> **SHORT PROBLEM**: Extract every one of the records below verbatim, reproducing each line unchanged.

> **RAW DATA**:

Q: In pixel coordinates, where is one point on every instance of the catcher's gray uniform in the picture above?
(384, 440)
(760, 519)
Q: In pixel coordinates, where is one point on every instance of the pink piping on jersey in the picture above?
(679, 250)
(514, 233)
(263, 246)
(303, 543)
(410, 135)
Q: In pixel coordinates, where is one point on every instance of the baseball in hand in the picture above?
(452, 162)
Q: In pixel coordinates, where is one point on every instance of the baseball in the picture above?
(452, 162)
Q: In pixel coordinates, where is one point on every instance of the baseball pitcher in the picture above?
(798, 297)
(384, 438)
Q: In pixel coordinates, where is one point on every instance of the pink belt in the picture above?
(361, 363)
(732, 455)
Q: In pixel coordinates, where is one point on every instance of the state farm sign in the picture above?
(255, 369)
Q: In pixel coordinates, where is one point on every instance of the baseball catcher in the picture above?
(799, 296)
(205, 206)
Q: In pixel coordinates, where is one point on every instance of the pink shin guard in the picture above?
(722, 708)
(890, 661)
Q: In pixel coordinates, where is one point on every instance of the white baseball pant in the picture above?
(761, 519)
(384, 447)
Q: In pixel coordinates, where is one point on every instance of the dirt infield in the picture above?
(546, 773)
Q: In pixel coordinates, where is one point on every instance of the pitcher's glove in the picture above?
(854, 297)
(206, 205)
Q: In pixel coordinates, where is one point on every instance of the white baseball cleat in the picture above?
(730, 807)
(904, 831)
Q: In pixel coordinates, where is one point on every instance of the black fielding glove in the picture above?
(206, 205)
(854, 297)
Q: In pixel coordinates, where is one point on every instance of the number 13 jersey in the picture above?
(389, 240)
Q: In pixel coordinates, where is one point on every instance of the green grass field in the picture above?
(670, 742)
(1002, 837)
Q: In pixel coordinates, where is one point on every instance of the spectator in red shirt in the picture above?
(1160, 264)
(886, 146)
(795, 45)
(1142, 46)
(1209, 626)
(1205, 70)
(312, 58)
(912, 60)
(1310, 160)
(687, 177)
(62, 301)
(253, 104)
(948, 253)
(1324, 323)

> **RESPONSE TO THIS EXERCISE**:
Q: In pixel coordinates, where is one point on every instance of the catcher's gray uniform in the picture above?
(384, 440)
(760, 519)
Q: In pixel coordinates, where is one point on every instance of the pink piping on jersey in the picture above?
(679, 250)
(514, 233)
(263, 246)
(303, 543)
(410, 135)
Q: In pixel coordinates, where is one point on every instance of the baseball in hand in the picture above?
(452, 162)
Q: In pixel coordinates, where is one point on every instance of the baseball in the picture above?
(452, 162)
Q: In pixel coordinates, where is one point on every instance of the baseball pitcher in the picture above?
(798, 297)
(384, 438)
Q: In pixel coordinates, where is one point on every instance of the pink belt in the picture above?
(361, 363)
(732, 455)
Q: In pixel coordinates, where is one point on every instance of the state farm sign in the picture above?
(255, 369)
Q: In pixel coordinates, where is one point on every instance of the baseball catcher in the picture above?
(799, 296)
(205, 206)
Q: In pixel coordinates, where is one point on every instance of the pink shin guard in the picture above?
(722, 708)
(890, 661)
Q: In pixel coordinates, where is one point on every instance of the white baseball pant in the picture above?
(761, 519)
(384, 447)
Q: In pixel coordinates, where is one point on every instance of the dirt infield in the picture above?
(546, 773)
Q: In pixel coordinates, where is one point on every instance of the pitcher's glove in the picture above?
(854, 297)
(206, 205)
Q: In pixel coordinates, where is one point on every instance of the white baseball cleat in the picture above?
(730, 807)
(904, 831)
Q: In pixel coordinates, where is one point on every instance of the black fielding glove in the picture above?
(206, 205)
(854, 297)
Q: In pixel coordinates, where is one point on every instance of the number 13 jersey in the picture above?
(389, 240)
Q: In pixel coordinates, where is one point on every instance of the green grass field in the picture above?
(670, 742)
(1002, 837)
Q: In pixel coordinates, where is one point on every instance of the spectator in red shirt in the picture above?
(1160, 264)
(886, 146)
(795, 45)
(1142, 46)
(1209, 626)
(1205, 70)
(312, 58)
(912, 60)
(1310, 160)
(687, 177)
(62, 301)
(253, 104)
(948, 253)
(1324, 323)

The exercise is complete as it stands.